(Beginning of PROVIDED PASSAGE)

David Putnam is a bestselling critically acclaimed author and retired law enforcement officer. He has over 30 years of experience in law enforcement where he was trained by the FBI and Secret Service in Executive Protection and Defensive Driving. Putnam now spends most of his time writing crime fiction, thriller, and mystery novels and was particularly famous for writing the Bruno Johnson series.
Where did you grow up and what was your childhood like? Did you have any particular experiences/stories that shaped your adult life?
I grew up in a small town in Southern California. My mother was a wonderful woman very artistic as well as my father. My father built a volcano in our front yard out of chicken wire and concrete, he painted it with florescent paint and planted shrubs around it. On the one side away from the street was the barbeque. He also built a six-foot native with a spear and put tiki masks on the side of the garage. When he cooked in the barbeque smoke came out of the volcano. The scene caused so many car accidents from cars driving by that the city made my mother take it all down.
My aunt and my cousin hired a hit man and they murdered my favorite uncle for the life insurance money.
There are many more stories like these, I had a very colorful childhood and loved every minute of it. I put a lot of these stories in my books. The author’s note at the end of the books explain what is real.
What is something you wish you would’ve realized earlier in your life?
Nothing really, don’t know if I’d have done anything different, other than maybe buying Amazon stock when it first came out.
Tell me about one of the darker periods you’ve experienced in life. How you came out of it and what you learned from it?
There are many of these, too many, most of them deal with the death of children that I don’t want to dredge up again. Major car accidents, carnage, murders, multiple murders, senseless death. You can’t get much darker then that. What I learned is that once you believe mankind can sink any lower there are two more floors below that, maybe more, maybe infinite floors. Six percent of the population needs to be segregated from the good people and we don’t do a good enough job protecting the children.
What is one thing that you do that you feel has been the biggest contributor to your success so far?
Never stopped writing, write every day, a thousand words a day. I was on my 38th manuscript before I finally sold one. In one-word Perseverance.
What is your morning routine?
It has changed since Covid but for twenty years, I’d go to bed at eight pm and get up at four. I’d write for three hours and then go to work. I’d take notes throughout the day, so I could start writing the next day. I force myself to write at least a thousand words a day and read a hundred pages of novel.
What habit or behavior that you have pursued for a few years has most improved your life?

(End of PROVIDED PASSAGE)

- CHECK YOUR UNDERSTANDING:
[a] In the Putnam interview, how many manuscripts had he written by the time he finally sold one?
[b] Write out everything in the Putnam interview from "Never stopped writing, write" down to "improved your life?".
[c] In the Putnam interview, list each item named in the fragment that begins "Major car accidents."
The records come from a separate source, not from the Putnam interview.

(Beginning of EXTRACTED RECORDS)

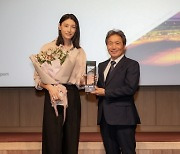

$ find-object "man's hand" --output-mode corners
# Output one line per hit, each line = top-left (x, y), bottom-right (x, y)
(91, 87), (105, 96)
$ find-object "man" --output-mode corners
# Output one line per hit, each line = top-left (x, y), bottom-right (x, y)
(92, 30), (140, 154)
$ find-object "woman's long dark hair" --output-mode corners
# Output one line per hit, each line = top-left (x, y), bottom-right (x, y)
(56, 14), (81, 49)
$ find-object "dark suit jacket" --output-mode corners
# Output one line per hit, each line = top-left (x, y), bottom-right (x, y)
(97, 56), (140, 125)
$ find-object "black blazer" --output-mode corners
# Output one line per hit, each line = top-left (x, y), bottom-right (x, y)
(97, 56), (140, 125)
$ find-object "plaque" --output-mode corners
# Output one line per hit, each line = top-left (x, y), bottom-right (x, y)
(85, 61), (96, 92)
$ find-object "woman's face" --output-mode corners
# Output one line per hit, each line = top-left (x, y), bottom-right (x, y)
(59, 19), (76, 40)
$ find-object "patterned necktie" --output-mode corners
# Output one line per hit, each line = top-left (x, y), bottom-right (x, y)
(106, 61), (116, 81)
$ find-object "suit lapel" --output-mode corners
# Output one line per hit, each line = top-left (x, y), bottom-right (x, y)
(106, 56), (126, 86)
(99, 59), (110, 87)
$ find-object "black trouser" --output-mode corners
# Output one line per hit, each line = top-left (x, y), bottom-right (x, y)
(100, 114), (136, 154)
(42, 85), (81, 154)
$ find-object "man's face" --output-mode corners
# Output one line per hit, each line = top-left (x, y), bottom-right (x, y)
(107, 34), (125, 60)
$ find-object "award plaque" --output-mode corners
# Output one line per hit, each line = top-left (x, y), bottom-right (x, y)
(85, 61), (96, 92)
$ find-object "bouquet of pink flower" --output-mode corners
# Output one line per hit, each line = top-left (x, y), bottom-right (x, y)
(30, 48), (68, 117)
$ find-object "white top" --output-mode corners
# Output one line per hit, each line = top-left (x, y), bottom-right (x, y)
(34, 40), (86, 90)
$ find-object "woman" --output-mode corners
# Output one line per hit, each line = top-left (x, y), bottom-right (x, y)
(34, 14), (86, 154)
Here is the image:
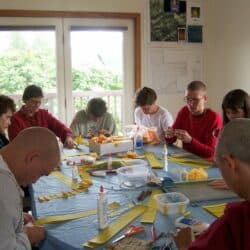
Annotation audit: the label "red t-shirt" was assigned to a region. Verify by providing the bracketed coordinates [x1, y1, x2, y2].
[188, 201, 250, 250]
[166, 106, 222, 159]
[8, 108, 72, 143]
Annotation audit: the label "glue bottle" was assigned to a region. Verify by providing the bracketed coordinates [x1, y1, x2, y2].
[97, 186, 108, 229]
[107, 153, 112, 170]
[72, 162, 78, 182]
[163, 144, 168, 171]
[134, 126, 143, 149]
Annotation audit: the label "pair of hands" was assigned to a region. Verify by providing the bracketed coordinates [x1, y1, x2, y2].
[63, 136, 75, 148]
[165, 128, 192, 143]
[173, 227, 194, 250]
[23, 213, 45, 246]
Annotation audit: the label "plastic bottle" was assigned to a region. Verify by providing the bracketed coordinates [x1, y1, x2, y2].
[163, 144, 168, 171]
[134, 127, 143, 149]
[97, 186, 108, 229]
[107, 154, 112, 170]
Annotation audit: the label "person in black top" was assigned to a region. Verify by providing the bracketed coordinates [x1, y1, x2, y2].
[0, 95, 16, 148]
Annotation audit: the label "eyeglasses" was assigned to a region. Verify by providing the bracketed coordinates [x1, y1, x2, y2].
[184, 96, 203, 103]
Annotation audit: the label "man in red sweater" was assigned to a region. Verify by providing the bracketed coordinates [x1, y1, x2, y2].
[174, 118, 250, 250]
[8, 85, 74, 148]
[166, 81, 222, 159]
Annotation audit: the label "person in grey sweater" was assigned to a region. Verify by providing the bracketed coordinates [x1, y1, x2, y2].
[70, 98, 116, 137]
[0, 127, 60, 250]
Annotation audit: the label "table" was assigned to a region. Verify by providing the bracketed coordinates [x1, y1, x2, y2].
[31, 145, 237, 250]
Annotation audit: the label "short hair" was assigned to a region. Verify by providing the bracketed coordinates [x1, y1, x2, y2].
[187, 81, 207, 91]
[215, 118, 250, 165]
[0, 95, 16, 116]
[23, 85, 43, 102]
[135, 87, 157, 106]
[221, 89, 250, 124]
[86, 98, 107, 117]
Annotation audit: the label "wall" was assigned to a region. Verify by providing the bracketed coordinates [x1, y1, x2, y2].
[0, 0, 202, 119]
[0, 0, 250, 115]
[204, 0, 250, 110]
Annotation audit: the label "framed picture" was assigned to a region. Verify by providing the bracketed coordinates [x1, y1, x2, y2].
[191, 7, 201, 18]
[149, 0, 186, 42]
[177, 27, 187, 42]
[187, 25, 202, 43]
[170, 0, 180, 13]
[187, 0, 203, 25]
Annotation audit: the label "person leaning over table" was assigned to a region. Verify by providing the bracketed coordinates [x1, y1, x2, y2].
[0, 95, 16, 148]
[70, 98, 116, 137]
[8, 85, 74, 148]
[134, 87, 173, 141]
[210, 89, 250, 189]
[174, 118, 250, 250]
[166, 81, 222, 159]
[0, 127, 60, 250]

(End of EXTRACTED RECORDS)

- ANSWERS BY ITEM:
[a] He was on his 38th manuscript when he finally sold one.

[b]
Never stopped writing, write every day, a thousand words a day. I was on my 38th manuscript before I finally sold one. In one-word Perseverance.
What is your morning routine?
It has changed since Covid but for twenty years, I’d go to bed at eight pm and get up at four. I’d write for three hours and then go to work. I’d take notes throughout the day, so I could start writing the next day. I force myself to write at least a thousand words a day and read a hundred pages of novel.
What habit or behavior that you have pursued for a few years has most improved your life?

[c] Major car accidents, carnage, murders, multiple murders, senseless death